Bennett: Advances in nanomedicine, healthcare, energy (such as solar cells with higher efficiencies and lower costs and batteries that weigh less and last longer), and clean water are examples. Some predict that the global nanomedicine market in 2016 will be about one-half of what the global semiconductor market was in 2010. Alternatives to today’s major sources of energy often require large amounts of water. Many do not realize that energy and water are not separable. Nanotechnologies will enable scientists and engineers to make significant advances in balancing the global needs for both energy and clean water.
Q: Do you find yourself working more in a team situation, or more alone?
Bennett: Much of my work, especially that having an international impact, occurs in a team situation. Because nanotechnology involves many different disciplines, its success requires teamwork. Nanotechnology roadmaps, measurements, and standards all involve teams – that is how you develop a consensus and increase the rate of progress.
Q: If you work more as a team, what are some of the other areas of expertise of your team members?

Apply what you read:
**a)** List the areas Bennett gives as examples of advances in the nanotechnology interview.
**b)** Please echo the nanotechnology interview word for word, from "Bennett: Advances in" to "or more alone?".

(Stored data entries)
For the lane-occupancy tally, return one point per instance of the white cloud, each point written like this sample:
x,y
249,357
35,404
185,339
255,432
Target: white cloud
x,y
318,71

Answers by item number:
**a)** Nanomedicine, healthcare, energy, and clean water

**b)**
Bennett: Advances in nanomedicine, healthcare, energy (such as solar cells with higher efficiencies and lower costs and batteries that weigh less and last longer), and clean water are examples. Some predict that the global nanomedicine market in 2016 will be about one-half of what the global semiconductor market was in 2010. Alternatives to today’s major sources of energy often require large amounts of water. Many do not realize that energy and water are not separable. Nanotechnologies will enable scientists and engineers to make significant advances in balancing the global needs for both energy and clean water.
Q: Do you find yourself working more in a team situation, or more alone?